### AIM
Starting at the beginning of the items and stopping after the line that contains "x=735 y=344", reproduce those lines with "instance" swapped for "occurrence" and nothing else altered. Omit the pictures from your answer.

### MATERIAL PROVIDED
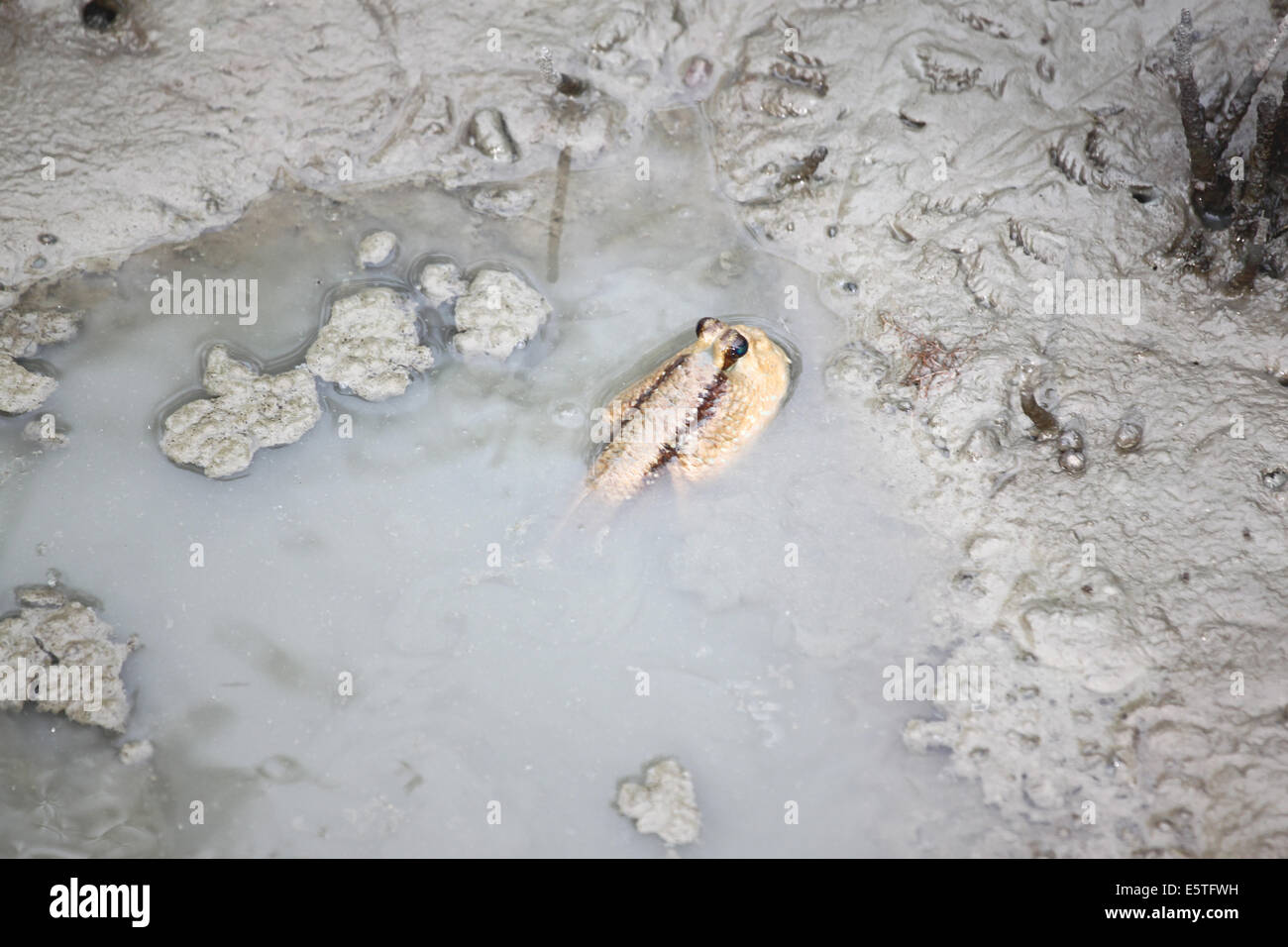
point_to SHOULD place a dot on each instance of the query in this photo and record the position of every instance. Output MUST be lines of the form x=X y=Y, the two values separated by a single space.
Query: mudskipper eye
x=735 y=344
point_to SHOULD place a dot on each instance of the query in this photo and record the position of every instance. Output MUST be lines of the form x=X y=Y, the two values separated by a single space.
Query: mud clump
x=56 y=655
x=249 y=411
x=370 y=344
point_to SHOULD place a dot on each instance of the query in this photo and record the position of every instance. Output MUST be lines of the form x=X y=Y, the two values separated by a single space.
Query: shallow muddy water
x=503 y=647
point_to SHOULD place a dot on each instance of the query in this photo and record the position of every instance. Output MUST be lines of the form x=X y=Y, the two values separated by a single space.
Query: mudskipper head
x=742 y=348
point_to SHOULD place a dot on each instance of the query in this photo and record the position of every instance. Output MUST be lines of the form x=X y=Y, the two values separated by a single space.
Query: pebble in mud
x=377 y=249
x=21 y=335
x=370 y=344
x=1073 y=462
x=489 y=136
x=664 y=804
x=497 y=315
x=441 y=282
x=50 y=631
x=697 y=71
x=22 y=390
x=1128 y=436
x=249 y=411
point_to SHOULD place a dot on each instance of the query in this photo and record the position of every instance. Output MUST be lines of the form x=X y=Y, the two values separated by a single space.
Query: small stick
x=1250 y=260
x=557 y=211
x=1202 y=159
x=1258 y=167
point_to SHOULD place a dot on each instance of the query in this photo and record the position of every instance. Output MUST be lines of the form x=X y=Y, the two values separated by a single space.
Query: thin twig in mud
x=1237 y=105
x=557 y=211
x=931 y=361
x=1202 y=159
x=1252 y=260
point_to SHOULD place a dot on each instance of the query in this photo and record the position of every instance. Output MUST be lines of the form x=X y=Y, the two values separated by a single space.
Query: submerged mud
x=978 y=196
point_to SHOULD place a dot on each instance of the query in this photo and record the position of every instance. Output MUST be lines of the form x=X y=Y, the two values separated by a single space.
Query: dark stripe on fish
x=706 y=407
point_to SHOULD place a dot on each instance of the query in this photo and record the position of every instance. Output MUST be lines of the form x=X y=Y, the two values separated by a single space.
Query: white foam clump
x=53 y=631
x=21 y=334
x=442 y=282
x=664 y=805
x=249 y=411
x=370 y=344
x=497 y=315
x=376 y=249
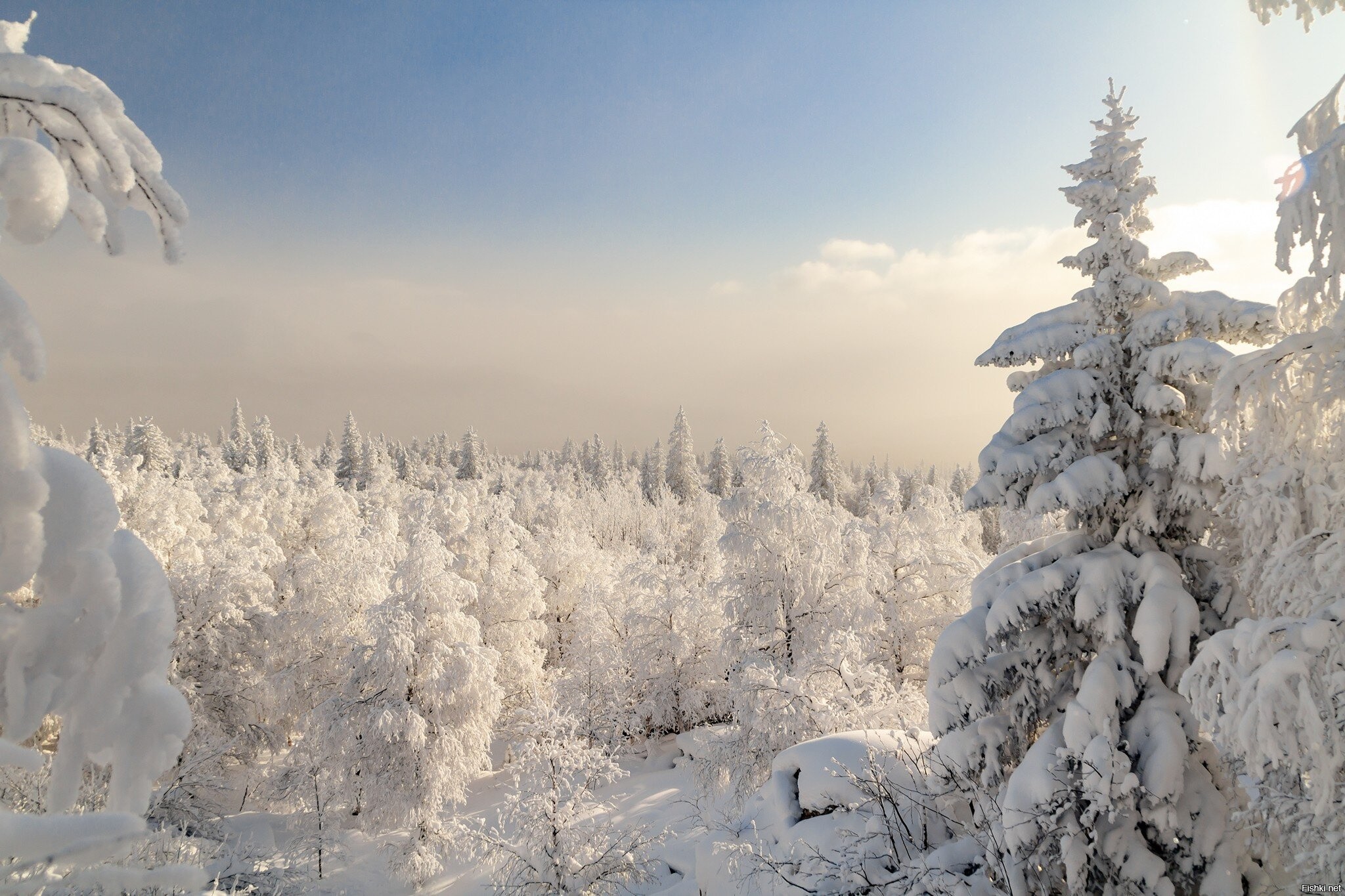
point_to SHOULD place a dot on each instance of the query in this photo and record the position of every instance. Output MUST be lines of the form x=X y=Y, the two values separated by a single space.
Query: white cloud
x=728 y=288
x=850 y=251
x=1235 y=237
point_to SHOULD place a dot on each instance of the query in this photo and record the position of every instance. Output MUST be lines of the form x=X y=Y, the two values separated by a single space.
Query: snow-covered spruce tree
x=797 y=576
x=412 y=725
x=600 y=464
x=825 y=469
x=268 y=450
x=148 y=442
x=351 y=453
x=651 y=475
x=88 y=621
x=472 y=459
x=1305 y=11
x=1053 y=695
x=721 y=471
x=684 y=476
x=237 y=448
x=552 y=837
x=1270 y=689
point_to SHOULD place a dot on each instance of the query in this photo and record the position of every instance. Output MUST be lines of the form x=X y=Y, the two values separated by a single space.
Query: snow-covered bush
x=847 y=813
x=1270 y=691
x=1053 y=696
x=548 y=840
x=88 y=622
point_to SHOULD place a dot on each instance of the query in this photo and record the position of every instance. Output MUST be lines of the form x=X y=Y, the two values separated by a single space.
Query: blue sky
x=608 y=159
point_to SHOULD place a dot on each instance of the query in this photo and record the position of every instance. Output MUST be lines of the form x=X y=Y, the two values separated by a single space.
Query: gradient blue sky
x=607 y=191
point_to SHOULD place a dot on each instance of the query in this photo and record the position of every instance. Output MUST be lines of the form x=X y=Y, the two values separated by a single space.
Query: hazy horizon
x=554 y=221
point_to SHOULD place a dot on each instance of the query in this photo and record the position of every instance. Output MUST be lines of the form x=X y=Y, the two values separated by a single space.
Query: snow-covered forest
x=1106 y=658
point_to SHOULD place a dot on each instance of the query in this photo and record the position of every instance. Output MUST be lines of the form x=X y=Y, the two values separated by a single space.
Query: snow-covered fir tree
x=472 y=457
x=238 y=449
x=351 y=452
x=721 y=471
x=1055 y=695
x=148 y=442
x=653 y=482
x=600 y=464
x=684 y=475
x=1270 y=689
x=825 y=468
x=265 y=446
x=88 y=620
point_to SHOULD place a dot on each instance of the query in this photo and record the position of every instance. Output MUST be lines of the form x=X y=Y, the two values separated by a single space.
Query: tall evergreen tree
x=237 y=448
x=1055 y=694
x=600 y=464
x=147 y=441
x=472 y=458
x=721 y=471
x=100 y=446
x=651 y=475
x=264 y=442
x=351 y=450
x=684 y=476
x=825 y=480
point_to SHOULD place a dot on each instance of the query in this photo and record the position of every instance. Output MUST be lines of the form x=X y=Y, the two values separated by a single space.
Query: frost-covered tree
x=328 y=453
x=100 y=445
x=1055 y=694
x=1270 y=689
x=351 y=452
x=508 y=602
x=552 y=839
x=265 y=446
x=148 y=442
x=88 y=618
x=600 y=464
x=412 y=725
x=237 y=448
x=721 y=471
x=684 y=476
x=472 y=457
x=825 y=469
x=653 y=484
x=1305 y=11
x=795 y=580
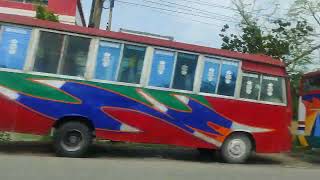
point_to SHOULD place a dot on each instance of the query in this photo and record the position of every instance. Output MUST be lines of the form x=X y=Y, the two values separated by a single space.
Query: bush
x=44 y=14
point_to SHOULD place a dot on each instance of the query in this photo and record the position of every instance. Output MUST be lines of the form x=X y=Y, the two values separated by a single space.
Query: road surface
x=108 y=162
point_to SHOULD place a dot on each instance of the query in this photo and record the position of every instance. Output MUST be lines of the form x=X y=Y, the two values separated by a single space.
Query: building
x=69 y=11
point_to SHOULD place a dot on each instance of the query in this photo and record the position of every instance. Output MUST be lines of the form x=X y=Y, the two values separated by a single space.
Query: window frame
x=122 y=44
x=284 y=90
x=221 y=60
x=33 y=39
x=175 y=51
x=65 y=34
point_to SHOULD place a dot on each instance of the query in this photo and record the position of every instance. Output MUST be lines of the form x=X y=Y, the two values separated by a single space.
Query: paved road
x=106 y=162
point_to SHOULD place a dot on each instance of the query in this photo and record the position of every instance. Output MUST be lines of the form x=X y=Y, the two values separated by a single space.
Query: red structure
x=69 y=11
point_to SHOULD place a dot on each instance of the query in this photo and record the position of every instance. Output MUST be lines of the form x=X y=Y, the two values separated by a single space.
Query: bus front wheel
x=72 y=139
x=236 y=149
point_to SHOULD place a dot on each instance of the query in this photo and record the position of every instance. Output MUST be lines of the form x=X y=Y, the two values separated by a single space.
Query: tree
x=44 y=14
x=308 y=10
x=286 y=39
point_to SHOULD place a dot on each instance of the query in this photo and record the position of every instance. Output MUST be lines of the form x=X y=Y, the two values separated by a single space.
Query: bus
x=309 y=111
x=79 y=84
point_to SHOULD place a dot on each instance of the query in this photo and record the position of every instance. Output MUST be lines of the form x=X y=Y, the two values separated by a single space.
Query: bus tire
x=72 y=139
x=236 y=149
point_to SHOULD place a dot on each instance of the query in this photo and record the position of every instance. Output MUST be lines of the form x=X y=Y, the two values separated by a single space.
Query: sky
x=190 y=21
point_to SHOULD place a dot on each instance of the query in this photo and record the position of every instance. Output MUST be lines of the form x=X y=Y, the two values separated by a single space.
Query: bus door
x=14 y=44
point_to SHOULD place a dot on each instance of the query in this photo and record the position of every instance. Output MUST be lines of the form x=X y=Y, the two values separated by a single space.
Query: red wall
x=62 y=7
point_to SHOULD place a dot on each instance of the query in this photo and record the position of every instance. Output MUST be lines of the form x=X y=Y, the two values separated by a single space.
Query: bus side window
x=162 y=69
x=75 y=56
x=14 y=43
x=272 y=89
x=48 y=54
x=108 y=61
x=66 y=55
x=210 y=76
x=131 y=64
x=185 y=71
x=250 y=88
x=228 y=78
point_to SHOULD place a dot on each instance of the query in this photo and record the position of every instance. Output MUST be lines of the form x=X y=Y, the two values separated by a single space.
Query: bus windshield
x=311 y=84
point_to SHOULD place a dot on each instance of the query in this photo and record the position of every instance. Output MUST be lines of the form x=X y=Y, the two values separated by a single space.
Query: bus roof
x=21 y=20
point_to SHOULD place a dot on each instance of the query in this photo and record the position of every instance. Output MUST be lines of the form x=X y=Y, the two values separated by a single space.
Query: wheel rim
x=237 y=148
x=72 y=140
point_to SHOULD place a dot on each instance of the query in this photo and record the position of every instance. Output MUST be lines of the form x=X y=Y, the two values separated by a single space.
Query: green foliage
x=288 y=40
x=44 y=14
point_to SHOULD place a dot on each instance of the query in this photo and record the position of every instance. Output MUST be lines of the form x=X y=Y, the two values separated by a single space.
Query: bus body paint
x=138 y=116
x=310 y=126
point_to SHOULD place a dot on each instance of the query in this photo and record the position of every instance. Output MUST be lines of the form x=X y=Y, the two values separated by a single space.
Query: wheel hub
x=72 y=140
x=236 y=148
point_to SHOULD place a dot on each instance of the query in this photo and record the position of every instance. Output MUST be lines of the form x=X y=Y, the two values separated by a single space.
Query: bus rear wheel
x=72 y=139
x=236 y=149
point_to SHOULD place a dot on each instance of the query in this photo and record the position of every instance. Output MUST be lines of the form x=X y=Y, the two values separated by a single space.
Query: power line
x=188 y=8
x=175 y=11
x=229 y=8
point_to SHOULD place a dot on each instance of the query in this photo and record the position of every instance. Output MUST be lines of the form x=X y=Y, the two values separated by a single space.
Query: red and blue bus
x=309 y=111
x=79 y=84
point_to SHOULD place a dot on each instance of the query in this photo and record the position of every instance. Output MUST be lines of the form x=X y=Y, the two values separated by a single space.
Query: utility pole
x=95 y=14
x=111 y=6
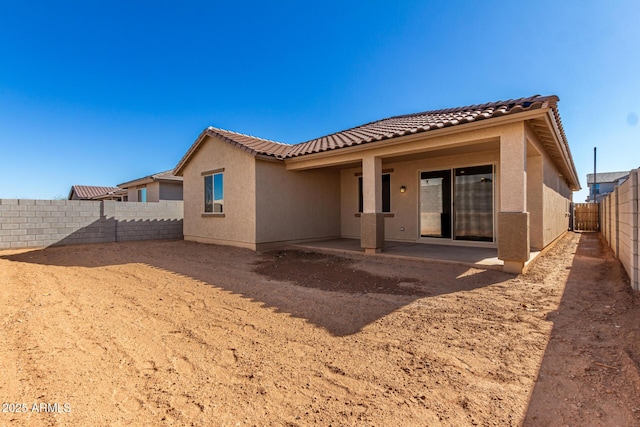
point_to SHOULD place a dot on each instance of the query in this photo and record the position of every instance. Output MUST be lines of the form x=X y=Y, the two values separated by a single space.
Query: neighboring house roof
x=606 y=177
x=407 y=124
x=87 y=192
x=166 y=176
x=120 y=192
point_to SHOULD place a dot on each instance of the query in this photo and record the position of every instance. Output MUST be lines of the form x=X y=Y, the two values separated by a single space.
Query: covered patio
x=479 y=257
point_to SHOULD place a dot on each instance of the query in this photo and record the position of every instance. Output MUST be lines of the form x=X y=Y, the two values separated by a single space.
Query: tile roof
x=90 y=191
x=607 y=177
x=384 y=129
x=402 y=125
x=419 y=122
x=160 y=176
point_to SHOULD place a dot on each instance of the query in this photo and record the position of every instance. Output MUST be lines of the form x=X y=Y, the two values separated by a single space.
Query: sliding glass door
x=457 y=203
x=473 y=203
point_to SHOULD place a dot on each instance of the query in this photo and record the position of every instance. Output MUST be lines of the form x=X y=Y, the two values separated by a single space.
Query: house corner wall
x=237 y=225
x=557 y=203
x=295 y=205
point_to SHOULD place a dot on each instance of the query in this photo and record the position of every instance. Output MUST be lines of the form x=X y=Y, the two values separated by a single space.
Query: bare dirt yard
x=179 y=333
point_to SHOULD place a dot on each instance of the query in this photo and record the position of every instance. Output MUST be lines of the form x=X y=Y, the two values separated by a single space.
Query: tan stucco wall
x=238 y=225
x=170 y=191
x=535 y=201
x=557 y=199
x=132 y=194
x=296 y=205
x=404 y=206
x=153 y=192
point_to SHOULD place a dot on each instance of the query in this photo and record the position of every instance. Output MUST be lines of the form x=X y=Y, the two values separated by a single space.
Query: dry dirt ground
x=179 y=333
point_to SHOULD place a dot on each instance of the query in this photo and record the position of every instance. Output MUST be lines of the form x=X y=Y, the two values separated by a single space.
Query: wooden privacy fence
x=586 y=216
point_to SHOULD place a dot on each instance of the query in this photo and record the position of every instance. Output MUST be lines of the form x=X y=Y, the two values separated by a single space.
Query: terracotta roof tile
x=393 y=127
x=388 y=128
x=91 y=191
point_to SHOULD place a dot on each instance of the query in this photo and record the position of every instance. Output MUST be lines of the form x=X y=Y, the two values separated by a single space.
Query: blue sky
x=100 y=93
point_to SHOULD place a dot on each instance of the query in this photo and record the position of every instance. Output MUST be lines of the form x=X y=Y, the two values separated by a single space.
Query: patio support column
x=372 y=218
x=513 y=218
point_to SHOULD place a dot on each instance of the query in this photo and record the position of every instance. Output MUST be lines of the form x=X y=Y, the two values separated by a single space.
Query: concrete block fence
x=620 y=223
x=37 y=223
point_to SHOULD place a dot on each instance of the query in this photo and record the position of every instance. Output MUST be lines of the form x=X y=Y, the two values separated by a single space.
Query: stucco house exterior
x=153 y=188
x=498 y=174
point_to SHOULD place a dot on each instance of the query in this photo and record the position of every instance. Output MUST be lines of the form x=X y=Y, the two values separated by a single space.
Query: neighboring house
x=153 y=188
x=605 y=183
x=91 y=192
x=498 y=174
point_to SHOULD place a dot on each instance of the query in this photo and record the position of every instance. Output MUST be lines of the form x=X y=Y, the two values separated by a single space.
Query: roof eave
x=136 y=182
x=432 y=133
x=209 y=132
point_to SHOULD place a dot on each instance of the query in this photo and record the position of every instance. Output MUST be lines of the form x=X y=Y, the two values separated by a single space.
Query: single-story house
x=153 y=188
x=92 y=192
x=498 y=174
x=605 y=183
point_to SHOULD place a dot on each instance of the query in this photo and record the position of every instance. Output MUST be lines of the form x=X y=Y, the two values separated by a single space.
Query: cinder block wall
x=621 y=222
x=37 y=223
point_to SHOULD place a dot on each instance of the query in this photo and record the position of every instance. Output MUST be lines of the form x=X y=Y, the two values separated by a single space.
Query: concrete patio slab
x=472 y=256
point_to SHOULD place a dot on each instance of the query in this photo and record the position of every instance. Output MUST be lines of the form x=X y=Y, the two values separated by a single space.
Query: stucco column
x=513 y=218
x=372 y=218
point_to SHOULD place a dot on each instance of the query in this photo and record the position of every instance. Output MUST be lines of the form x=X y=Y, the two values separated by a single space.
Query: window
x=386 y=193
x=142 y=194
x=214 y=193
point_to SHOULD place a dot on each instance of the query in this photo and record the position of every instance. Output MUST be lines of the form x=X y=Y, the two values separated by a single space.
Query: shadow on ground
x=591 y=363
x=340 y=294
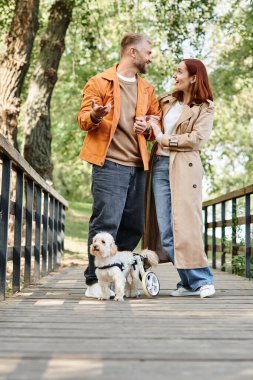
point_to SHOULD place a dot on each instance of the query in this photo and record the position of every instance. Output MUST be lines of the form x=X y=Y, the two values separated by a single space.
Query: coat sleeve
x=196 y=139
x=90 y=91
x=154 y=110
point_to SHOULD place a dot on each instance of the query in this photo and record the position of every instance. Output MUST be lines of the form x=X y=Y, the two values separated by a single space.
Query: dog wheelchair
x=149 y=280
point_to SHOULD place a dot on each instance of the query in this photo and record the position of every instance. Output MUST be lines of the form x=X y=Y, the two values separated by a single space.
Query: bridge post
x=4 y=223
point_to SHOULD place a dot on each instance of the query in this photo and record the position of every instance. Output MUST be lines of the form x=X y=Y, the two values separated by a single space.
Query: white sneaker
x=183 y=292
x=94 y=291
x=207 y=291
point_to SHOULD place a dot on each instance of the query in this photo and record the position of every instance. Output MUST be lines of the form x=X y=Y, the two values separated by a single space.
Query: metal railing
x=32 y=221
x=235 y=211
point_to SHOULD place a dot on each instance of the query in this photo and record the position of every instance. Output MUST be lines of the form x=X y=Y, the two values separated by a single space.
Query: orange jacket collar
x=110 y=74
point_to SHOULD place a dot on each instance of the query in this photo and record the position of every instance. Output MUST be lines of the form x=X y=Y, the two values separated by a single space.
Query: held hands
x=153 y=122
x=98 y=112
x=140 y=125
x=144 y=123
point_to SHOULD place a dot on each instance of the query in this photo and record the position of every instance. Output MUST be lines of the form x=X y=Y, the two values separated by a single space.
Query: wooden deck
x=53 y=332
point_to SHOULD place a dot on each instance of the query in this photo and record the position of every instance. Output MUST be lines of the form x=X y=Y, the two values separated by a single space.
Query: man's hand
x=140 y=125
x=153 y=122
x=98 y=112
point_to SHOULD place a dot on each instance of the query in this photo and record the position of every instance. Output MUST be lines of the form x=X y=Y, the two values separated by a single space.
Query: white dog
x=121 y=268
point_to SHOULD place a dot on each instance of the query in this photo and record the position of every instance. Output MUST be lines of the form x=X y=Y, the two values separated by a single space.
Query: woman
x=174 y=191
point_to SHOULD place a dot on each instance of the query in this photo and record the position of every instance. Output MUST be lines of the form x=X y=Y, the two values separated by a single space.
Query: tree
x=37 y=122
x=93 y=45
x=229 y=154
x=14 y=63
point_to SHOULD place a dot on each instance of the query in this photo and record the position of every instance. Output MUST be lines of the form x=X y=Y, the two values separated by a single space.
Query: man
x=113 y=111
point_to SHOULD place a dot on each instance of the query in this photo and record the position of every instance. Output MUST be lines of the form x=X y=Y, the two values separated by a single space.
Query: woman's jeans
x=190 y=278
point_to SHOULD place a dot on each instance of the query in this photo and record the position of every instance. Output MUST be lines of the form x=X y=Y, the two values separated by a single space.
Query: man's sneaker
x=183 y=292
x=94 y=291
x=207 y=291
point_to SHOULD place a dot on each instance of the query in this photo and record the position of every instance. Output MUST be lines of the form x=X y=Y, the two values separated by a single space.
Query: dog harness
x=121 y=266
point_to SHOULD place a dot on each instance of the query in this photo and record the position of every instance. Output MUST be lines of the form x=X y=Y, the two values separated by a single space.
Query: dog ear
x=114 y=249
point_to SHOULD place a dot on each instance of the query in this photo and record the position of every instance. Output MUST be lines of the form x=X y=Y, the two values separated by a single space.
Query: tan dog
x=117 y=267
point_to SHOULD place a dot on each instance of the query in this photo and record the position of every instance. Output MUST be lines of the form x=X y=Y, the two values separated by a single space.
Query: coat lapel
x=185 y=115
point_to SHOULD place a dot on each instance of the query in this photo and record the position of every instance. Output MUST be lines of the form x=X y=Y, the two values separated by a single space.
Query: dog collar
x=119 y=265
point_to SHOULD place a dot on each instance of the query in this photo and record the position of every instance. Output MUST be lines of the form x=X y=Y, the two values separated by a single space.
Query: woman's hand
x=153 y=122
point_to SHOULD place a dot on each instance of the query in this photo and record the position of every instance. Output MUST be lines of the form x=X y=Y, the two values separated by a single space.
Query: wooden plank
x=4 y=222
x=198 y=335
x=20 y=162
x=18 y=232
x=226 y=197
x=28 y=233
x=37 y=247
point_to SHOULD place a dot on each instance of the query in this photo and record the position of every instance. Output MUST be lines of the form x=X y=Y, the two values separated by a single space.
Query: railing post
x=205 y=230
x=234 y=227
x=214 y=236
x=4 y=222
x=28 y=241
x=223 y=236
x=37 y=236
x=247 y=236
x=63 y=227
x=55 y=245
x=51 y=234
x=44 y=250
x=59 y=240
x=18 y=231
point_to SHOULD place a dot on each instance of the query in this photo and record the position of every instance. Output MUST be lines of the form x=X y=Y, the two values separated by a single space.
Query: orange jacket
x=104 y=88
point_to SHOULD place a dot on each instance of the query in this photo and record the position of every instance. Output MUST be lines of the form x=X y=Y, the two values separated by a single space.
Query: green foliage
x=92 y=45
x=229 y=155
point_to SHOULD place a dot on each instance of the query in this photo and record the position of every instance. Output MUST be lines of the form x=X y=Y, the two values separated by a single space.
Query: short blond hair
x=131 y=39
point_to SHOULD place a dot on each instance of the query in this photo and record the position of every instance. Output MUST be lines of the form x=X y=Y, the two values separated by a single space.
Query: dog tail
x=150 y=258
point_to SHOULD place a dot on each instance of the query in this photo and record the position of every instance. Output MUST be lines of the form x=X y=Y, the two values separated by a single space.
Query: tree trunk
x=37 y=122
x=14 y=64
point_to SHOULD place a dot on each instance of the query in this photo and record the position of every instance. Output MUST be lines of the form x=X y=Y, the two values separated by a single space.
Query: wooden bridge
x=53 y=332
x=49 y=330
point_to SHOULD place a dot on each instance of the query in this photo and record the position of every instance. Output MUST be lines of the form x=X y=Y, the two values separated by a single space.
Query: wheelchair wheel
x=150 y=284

### CORRECT RESULT
point_to SHOULD place a dot on each occurrence of the query in this photo and record the position of every occurrence. Output MUST be lines of the form x=X y=Y, the two values separated by a single space.
Query: mudskipper eye
x=735 y=344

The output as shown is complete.